■ Requirement
Set down again exactly the lines of the listing below that fall between the line holding "[[660, 966], [239, 973], [459, 503], [238, 27]]" and the line holding "[[630, 1228]]", inclusive.
------------------------------------------------------------
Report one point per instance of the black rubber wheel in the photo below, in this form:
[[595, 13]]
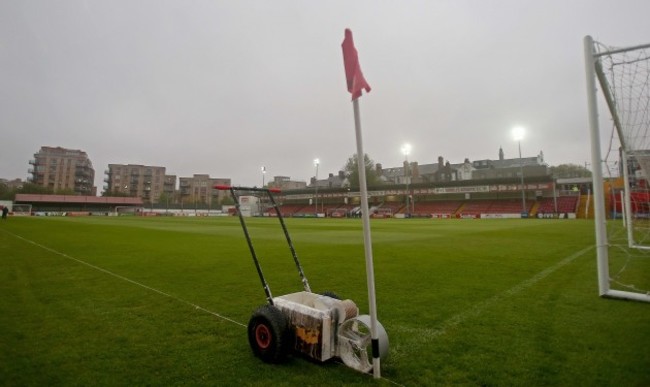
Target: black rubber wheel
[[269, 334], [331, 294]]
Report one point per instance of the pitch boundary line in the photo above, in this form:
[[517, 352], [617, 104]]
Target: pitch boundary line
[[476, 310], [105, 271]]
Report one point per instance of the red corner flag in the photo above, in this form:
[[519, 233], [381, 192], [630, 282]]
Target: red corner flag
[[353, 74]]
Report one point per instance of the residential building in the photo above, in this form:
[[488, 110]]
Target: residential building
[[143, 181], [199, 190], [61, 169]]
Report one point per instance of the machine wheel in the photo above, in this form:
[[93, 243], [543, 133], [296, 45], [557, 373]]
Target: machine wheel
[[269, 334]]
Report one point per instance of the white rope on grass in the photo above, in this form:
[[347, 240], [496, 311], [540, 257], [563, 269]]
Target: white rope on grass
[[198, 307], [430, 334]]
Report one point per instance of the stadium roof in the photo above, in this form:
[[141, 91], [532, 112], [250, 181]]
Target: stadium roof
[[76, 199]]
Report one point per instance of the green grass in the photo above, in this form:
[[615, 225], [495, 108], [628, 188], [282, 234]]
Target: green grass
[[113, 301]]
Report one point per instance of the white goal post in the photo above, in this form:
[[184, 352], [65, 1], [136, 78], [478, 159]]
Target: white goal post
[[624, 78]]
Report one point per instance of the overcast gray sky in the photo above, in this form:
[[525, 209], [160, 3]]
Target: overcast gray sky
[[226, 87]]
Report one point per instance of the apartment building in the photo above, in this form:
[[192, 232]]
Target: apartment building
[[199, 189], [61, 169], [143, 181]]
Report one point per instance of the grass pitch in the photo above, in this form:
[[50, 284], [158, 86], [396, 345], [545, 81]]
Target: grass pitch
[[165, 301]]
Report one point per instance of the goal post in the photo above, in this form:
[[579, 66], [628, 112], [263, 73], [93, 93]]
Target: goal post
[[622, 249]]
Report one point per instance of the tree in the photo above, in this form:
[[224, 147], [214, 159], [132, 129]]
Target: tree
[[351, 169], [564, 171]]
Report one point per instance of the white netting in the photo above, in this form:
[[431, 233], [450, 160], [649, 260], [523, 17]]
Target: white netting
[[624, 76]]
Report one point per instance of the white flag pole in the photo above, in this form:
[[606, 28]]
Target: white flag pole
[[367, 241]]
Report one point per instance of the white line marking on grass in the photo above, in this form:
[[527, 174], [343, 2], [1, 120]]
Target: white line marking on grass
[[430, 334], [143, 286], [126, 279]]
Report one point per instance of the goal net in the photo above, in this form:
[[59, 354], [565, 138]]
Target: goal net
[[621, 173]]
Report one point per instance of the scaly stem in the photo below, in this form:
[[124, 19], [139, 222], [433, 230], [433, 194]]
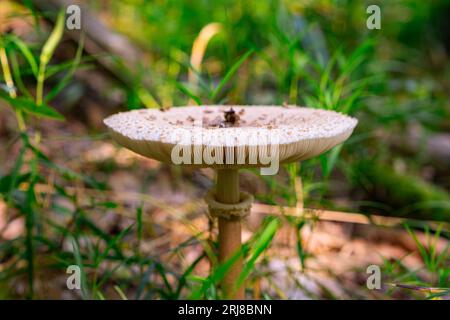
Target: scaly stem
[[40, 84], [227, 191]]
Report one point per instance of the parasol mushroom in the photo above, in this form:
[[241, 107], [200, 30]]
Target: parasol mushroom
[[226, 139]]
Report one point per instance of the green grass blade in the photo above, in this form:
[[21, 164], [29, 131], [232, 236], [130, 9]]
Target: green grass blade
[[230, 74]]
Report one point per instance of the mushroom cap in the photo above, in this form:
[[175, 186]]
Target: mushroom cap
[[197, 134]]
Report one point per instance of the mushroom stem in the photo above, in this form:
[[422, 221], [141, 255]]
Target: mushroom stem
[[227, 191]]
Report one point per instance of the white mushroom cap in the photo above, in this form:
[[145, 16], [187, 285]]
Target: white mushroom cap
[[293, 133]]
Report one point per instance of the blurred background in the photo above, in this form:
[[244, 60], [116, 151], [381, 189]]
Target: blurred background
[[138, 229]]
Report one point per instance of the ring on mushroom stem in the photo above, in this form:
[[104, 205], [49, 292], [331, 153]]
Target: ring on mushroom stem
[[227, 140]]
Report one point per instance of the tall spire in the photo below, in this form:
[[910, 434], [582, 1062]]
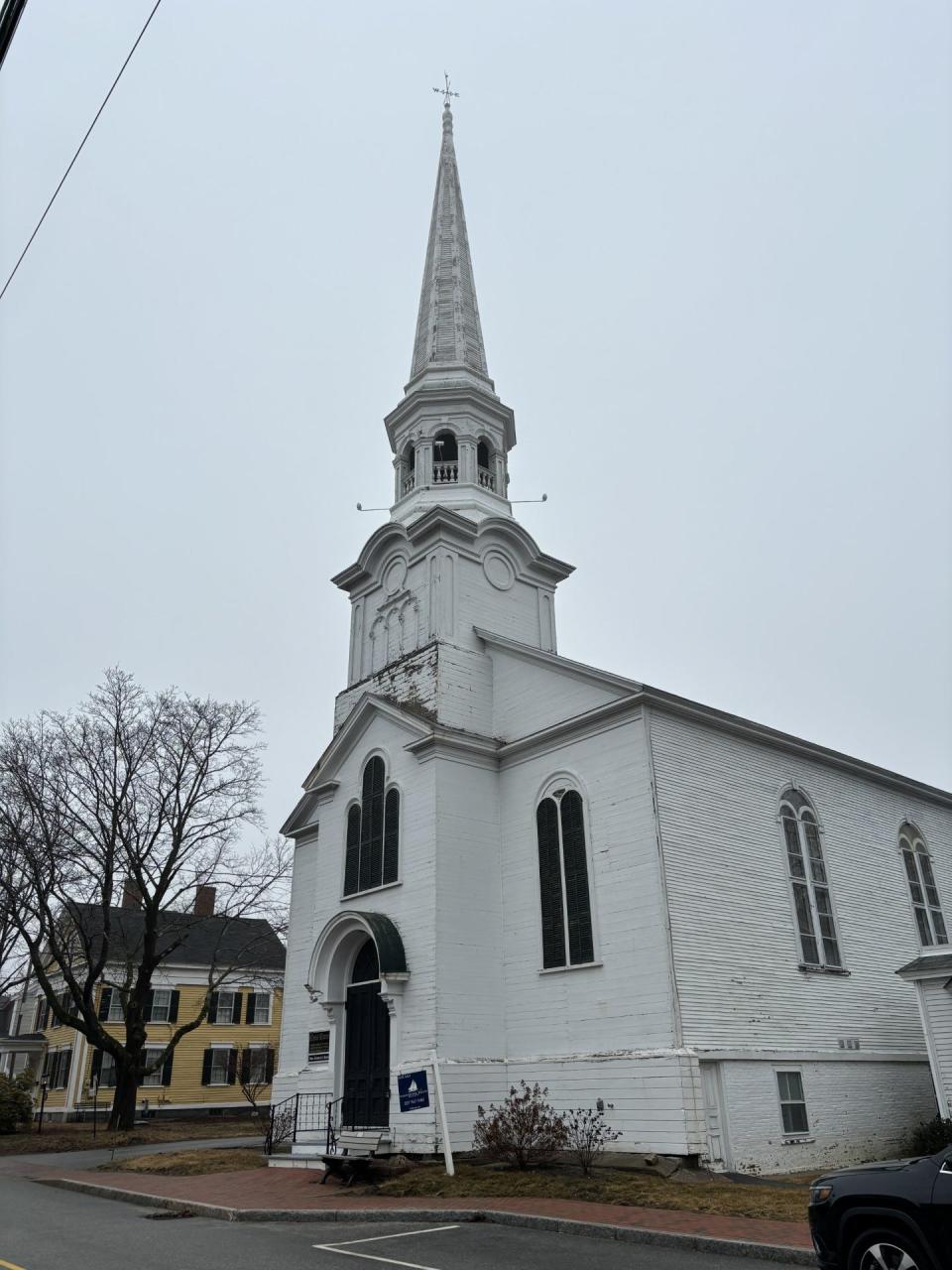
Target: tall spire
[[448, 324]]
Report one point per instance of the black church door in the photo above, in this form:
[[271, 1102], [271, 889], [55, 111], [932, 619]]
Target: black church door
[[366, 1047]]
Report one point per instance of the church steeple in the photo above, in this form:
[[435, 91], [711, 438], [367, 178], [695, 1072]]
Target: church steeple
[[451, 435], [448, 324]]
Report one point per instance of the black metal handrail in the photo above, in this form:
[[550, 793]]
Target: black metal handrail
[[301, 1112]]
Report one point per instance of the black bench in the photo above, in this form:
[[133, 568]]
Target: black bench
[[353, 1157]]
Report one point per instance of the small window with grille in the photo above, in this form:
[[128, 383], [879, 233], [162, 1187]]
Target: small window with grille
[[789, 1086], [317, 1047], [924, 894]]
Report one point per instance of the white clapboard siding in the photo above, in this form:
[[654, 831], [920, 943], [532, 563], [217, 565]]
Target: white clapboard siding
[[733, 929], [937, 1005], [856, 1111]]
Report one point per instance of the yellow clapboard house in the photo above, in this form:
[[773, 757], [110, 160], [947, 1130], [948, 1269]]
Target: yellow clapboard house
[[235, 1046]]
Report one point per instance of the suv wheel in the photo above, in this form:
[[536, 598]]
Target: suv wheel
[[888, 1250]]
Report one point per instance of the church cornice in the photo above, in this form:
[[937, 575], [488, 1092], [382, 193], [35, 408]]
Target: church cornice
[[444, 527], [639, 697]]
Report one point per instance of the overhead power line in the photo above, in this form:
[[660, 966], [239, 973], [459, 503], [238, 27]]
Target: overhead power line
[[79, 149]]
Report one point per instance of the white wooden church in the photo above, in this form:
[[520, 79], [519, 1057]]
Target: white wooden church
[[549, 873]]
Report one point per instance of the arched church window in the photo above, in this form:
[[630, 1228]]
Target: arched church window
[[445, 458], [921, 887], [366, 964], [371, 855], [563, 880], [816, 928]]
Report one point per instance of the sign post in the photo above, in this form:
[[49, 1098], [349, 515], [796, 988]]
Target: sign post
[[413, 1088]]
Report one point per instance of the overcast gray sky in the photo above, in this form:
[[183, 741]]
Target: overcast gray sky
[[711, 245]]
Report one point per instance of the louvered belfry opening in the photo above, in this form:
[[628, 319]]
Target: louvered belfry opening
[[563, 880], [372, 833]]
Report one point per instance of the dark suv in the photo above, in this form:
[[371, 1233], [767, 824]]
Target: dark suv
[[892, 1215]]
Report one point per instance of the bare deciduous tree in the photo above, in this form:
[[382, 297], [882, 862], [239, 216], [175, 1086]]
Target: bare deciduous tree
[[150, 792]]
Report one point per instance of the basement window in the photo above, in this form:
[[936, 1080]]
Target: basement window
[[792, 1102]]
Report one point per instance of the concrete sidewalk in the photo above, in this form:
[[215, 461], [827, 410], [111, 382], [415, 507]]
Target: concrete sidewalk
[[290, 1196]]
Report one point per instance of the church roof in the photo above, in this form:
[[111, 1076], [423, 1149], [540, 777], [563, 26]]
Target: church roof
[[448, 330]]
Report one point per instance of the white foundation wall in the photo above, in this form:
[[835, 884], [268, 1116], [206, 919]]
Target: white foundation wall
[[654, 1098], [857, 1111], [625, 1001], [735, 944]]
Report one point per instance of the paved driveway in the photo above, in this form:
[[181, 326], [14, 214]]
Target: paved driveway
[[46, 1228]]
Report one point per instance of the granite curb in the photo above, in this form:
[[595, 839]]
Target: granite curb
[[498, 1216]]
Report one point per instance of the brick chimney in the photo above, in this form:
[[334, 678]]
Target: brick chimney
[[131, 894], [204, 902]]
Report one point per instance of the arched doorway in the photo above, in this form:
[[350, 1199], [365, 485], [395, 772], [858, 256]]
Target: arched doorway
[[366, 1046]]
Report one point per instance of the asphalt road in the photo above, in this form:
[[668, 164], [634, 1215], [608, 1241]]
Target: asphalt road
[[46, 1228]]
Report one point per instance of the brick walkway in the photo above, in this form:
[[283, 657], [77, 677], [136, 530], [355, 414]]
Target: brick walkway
------------------------------------------------------------
■ Solution
[[660, 966], [239, 973], [459, 503], [238, 27]]
Target: overhead power line
[[79, 149]]
Report one point per instance of the white wooden church in the photo above, in this form:
[[520, 79], [519, 1057]]
Target: white wooden church
[[549, 873]]
Report one point per instance of the arched church window in the photo above, in this form:
[[630, 1228]]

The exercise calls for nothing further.